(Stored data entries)

::::

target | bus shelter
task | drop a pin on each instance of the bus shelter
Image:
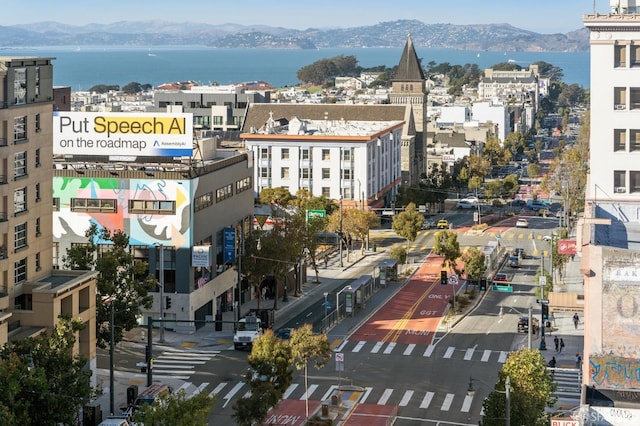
(388, 271)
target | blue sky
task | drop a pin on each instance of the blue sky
(543, 16)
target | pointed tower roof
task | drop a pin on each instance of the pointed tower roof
(409, 68)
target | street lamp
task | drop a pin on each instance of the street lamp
(338, 300)
(506, 391)
(325, 310)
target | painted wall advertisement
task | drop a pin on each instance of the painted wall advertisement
(123, 134)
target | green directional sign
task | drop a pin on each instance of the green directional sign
(316, 213)
(503, 288)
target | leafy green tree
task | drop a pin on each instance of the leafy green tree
(43, 383)
(176, 409)
(308, 347)
(408, 223)
(270, 374)
(531, 391)
(446, 244)
(122, 280)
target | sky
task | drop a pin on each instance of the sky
(542, 16)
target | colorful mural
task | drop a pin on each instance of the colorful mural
(142, 228)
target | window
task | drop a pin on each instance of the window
(152, 206)
(20, 271)
(634, 140)
(619, 184)
(620, 98)
(19, 128)
(202, 201)
(19, 164)
(243, 185)
(20, 85)
(635, 56)
(93, 205)
(20, 200)
(619, 140)
(634, 98)
(634, 181)
(620, 56)
(224, 193)
(20, 236)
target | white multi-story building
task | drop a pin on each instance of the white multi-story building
(357, 161)
(610, 230)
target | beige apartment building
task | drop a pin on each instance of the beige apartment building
(32, 294)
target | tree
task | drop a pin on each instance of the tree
(408, 223)
(308, 347)
(270, 374)
(446, 244)
(531, 391)
(122, 280)
(43, 383)
(176, 409)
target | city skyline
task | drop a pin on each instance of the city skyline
(545, 16)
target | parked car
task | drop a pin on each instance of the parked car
(443, 224)
(523, 324)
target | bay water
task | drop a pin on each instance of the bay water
(81, 67)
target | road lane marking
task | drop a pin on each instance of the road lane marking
(466, 404)
(389, 348)
(385, 396)
(406, 398)
(359, 346)
(446, 404)
(409, 349)
(429, 350)
(289, 391)
(377, 347)
(426, 400)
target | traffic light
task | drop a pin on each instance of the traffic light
(545, 311)
(483, 284)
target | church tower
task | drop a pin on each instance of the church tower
(408, 87)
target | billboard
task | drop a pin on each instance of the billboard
(123, 134)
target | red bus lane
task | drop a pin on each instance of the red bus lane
(412, 316)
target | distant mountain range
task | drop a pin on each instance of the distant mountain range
(492, 37)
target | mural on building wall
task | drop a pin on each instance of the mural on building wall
(618, 365)
(143, 229)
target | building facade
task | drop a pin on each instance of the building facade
(32, 294)
(609, 233)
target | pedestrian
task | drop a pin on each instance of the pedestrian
(578, 361)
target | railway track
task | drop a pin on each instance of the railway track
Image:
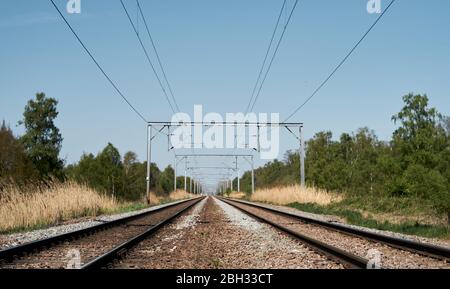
(353, 247)
(96, 245)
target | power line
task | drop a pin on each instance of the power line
(98, 65)
(341, 63)
(274, 55)
(267, 55)
(148, 57)
(157, 55)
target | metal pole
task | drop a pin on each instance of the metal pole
(185, 178)
(302, 159)
(149, 160)
(253, 176)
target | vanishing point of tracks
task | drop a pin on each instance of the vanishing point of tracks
(96, 245)
(102, 245)
(355, 248)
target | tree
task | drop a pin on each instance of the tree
(112, 170)
(14, 163)
(42, 139)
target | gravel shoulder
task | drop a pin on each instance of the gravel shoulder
(387, 256)
(16, 239)
(335, 219)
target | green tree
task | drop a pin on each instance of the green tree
(42, 139)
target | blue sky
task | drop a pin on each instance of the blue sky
(212, 51)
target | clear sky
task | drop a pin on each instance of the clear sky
(212, 51)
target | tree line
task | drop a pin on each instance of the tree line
(414, 163)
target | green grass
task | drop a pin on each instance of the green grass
(354, 217)
(123, 209)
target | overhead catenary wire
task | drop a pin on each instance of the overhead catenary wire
(340, 63)
(274, 55)
(157, 54)
(98, 65)
(148, 57)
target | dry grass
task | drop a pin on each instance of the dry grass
(295, 194)
(31, 208)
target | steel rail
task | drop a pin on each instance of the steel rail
(119, 251)
(36, 246)
(349, 260)
(434, 251)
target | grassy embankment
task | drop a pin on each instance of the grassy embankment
(36, 208)
(400, 214)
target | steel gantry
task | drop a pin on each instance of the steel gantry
(160, 128)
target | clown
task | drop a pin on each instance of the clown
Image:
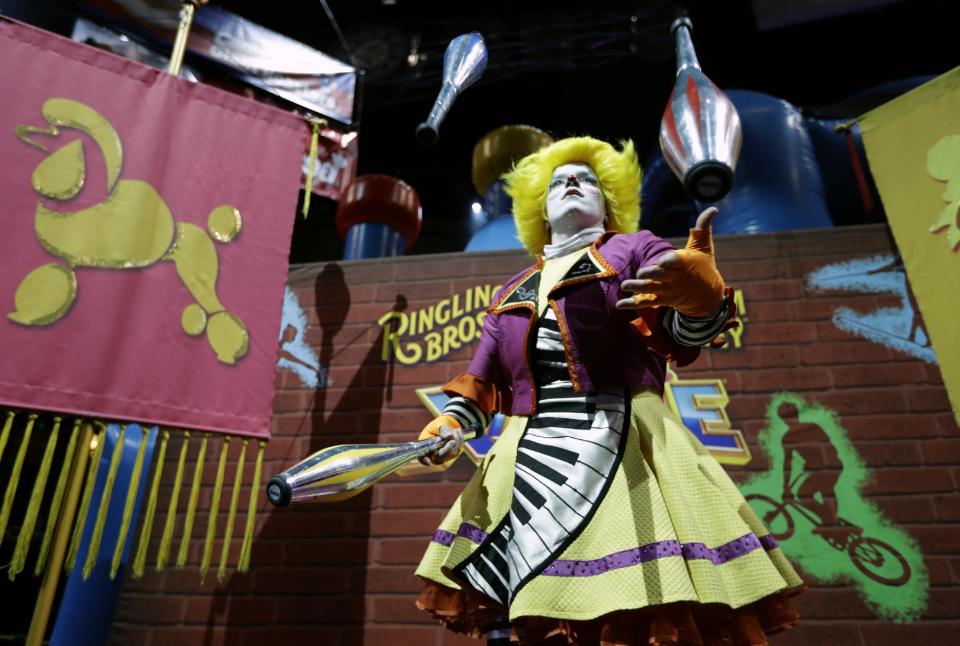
(597, 518)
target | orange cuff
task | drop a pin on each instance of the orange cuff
(487, 395)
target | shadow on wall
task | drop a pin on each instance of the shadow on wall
(318, 583)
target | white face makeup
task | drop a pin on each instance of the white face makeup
(574, 201)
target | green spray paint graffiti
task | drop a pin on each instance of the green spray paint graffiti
(802, 508)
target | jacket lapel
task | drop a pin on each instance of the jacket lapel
(523, 293)
(590, 266)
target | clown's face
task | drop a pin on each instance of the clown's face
(574, 200)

::::

__WHAT YOU ARE ASKED TO DO__:
Go through the records and repeat each one exactly, skipping anything that is a picture.

__ANSWER FOR THE TASK__:
target | bus shelter
task | drop a pin on each instance of the bus shelter
Image:
(388, 271)
target | blue sky
task | drop a pin on each instance of the blue sky
(543, 16)
target | pointed tower roof
task | drop a pin on each instance of the pointed tower roof
(409, 68)
target | street lamp
task | drop a pin on each instance of the street lamp
(338, 300)
(506, 391)
(325, 310)
target | painted wall advertisement
task | drop a pin on each instance of the painted wall advertisement
(123, 134)
target | green directional sign
task | drop a pin on each instance of the green directional sign
(316, 213)
(503, 288)
target | leafy green tree
task | drop a pin on each instance of the leafy green tree
(43, 383)
(176, 409)
(308, 347)
(408, 223)
(270, 374)
(531, 391)
(446, 244)
(122, 280)
target | sky
task | drop a pin on each instance of the sky
(542, 16)
target | colorful mural
task | drop a pin on each instance of the colorful mural
(142, 228)
target | window
task | drop a pin on each instance of the window
(152, 206)
(20, 271)
(634, 140)
(619, 184)
(620, 98)
(19, 128)
(202, 201)
(19, 164)
(243, 185)
(20, 85)
(635, 56)
(93, 205)
(20, 200)
(619, 140)
(634, 98)
(634, 181)
(620, 56)
(224, 193)
(20, 236)
target | white multi-story building
task | drop a pin on each instance of the white multi-story building
(357, 161)
(610, 230)
target | beige apartment building
task | drop a pin on each instance of the beige apartment building
(32, 294)
target | tree
task | drop a pin on each instance of the tree
(408, 223)
(308, 347)
(270, 374)
(446, 244)
(531, 391)
(122, 280)
(43, 383)
(176, 409)
target | city skyline
task | drop a pin on each instance of the city skyline
(545, 16)
target | parked car
task | drop a pin on each instance of the parked car
(443, 224)
(523, 324)
target | bay water
task | drop a pin on each instance of the bay water
(81, 67)
target | road lane marking
task | drop a pin on each instance of the road lane marking
(466, 404)
(389, 348)
(385, 396)
(406, 398)
(359, 346)
(446, 404)
(409, 349)
(429, 350)
(289, 391)
(377, 347)
(426, 400)
target | traffic light
task | drop a pin on each instance of the traffic light
(545, 311)
(483, 284)
target | church tower
task | drop a pin on each instance of the church tower
(408, 87)
target | billboard
task | drop a pin on each instance of the billboard
(123, 134)
target | red bus lane
task | drop a pin on each instance of the red bus lane
(412, 316)
target | distant mountain range
task | drop a pin on each instance of the distant mountain range
(492, 37)
target | mural on building wall
task | drop a pin on each instance of the mural on building wall
(618, 365)
(143, 229)
target | building facade
task | drop a pin on each instance of the building facade
(32, 294)
(609, 233)
target | pedestrian
task | drop a pin on each instance of the pedestrian
(578, 361)
target | railway track
task | drop a pin on each instance of the railway track
Image:
(353, 247)
(96, 245)
target | power line
task | drop a pin on each instance of the power line
(98, 65)
(341, 63)
(274, 55)
(267, 55)
(148, 57)
(157, 55)
target | metal pole
task | drop a pin on each instance of the metal pole
(185, 178)
(302, 159)
(149, 160)
(253, 176)
target | vanishing point of tracks
task | drop a pin on each instance of the vanishing point of tracks
(96, 245)
(102, 245)
(355, 248)
target | tree
task | drop a pin on each instance of the tree
(112, 170)
(14, 163)
(42, 139)
target | gravel shoulder
task | drop a pin on each instance of the gravel shoulder
(387, 256)
(16, 239)
(335, 219)
target | green tree
task | drop a pin on each instance of the green tree
(42, 139)
target | blue sky
task | drop a pin on each instance of the blue sky
(212, 51)
target | clear sky
task | drop a pin on each instance of the clear sky
(212, 51)
target | tree line
task | drop a pin on each instance of the tree line
(414, 163)
target | green grass
task | drop a pin on each instance of the green grass
(354, 217)
(123, 209)
target | overhead catenary wire
task | drop a pin on each instance of the overhead catenary wire
(340, 63)
(274, 55)
(157, 54)
(98, 65)
(148, 57)
target | dry grass
task | drop a pin on each instance of the dry grass
(295, 194)
(31, 208)
target | steel rail
task | drop a pin on each instance of the steel rail
(119, 251)
(36, 246)
(349, 260)
(434, 251)
target | grassy embankment
task | drop a pin on each instance of the grassy embankment
(36, 208)
(400, 214)
target | steel gantry
task | drop a pin on each instance of the steel gantry
(160, 128)
target | clown
task | drop a pin on each instance of the clown
Image:
(597, 518)
target | orange cuff
task | drop a pin on each instance of the orange cuff
(487, 395)
target | shadow on wall
task | drop a pin on each instance of the shadow on wall
(318, 583)
target | white face makeup
task | drop a pin on each instance of the white face makeup
(574, 201)
target | green spray paint graffiti
task | drop a pin on each instance of the green spray paint graffiti
(802, 508)
target | jacket lapel
task | drop a pin on each instance of the jacket lapel
(523, 293)
(590, 266)
target | clown's face
task | drop a pin on each instance of the clown's face
(574, 200)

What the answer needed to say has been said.